— start The data —

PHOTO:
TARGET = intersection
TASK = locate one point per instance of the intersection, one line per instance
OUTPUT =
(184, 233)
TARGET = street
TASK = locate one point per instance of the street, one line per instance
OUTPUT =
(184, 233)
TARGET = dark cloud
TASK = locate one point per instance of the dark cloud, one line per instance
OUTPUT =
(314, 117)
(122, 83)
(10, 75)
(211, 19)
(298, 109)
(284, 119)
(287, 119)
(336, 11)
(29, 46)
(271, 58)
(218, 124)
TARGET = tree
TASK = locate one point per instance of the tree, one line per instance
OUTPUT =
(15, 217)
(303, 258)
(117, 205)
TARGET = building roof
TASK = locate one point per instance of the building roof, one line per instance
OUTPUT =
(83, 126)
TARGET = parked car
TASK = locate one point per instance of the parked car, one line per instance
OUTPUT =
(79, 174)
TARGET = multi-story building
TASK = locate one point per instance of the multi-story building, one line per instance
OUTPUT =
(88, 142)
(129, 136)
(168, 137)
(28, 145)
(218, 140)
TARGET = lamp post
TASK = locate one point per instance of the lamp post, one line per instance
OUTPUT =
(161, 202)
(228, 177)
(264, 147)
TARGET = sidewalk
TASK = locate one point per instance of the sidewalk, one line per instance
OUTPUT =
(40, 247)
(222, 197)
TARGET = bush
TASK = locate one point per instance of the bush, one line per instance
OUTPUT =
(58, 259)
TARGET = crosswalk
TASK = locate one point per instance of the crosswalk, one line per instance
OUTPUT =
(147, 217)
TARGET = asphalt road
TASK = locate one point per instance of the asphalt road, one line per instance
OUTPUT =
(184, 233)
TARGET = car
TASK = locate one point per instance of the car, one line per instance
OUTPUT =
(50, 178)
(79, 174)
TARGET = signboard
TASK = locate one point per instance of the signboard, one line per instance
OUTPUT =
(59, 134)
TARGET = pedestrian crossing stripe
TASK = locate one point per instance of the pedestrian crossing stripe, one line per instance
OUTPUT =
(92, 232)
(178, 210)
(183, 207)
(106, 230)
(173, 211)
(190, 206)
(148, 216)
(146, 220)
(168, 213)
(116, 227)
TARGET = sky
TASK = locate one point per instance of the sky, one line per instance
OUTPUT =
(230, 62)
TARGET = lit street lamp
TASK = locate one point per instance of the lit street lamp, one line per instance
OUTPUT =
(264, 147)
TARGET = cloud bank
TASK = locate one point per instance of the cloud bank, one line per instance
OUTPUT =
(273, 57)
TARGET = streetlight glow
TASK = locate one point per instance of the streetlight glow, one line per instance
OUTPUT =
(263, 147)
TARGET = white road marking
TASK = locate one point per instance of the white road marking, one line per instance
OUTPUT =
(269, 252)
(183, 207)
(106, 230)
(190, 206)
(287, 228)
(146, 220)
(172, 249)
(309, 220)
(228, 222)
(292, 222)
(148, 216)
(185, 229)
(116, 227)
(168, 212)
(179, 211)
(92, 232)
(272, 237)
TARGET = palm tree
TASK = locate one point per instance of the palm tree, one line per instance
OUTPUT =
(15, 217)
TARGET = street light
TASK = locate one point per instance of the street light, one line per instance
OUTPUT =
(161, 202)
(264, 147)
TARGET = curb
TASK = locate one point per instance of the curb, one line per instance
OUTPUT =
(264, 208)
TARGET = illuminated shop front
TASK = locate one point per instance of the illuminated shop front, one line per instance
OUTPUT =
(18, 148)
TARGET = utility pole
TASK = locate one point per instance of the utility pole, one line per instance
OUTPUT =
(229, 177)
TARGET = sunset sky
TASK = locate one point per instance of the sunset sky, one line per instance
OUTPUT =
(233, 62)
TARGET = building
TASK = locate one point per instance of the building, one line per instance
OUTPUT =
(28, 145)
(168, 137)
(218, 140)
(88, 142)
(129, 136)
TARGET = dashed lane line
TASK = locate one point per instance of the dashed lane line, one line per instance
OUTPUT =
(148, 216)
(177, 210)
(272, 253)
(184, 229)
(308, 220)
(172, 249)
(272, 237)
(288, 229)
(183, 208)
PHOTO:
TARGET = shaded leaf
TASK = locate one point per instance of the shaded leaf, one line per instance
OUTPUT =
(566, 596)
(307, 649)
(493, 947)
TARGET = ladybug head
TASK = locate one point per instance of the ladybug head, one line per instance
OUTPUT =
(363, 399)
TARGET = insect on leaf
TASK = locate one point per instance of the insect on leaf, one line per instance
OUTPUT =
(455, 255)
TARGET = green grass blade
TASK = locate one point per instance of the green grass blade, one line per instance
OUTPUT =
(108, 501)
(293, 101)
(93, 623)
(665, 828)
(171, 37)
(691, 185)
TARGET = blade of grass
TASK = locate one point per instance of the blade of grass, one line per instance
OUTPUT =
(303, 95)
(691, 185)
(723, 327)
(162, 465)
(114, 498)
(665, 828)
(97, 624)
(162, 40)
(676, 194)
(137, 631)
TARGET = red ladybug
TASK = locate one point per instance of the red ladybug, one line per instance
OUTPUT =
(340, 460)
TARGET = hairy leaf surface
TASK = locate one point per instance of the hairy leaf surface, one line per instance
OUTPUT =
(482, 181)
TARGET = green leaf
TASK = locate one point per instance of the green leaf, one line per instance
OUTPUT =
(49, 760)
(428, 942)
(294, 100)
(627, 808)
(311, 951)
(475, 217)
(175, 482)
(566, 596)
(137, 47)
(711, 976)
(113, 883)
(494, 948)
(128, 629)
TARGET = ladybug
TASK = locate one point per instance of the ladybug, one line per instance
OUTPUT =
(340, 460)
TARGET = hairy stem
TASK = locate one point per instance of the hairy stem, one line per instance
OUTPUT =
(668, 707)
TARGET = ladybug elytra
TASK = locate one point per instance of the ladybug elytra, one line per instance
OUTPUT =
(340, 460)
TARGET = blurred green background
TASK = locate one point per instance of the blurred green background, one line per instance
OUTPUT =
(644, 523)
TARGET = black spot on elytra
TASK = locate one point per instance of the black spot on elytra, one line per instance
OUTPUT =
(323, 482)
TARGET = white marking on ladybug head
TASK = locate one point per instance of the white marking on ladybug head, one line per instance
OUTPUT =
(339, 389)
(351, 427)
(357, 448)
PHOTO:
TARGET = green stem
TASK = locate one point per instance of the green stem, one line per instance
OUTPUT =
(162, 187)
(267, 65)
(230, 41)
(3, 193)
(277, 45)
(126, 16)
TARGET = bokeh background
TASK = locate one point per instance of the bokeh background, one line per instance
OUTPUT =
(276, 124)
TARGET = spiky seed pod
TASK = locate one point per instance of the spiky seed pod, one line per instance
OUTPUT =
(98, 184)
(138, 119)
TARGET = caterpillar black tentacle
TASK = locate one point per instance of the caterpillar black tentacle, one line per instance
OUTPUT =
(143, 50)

— end The data —

> Objective
Copy only the stretch running from the line containing "TARGET = white marking on ladybug head" to the final line of the entries, both ends included, exactly as it stands.

> Final answer
TARGET = white marking on ladybug head
TASK = locate one point per instance of the white marking on ladybug head, one line per instance
OUTPUT =
(339, 389)
(351, 427)
(357, 448)
PHOTO:
TARGET = green stem
TASK = locate one point per instance of the green stem, one line per instance
OUTPUT =
(162, 187)
(267, 65)
(230, 41)
(3, 193)
(277, 45)
(126, 16)
TARGET = bokeh background
TASK = locate one point per instance of the bokeh background, one line per instance
OUTPUT =
(276, 124)
TARGET = spiky seed pod
TASK = locate one point per instance of the spiky seed pod, one line per instance
OUTPUT =
(98, 184)
(138, 119)
TARGET = caterpillar black tentacle
TASK = locate one point per instance of the caterpillar black tentacle, one line per instance
OUTPUT =
(143, 50)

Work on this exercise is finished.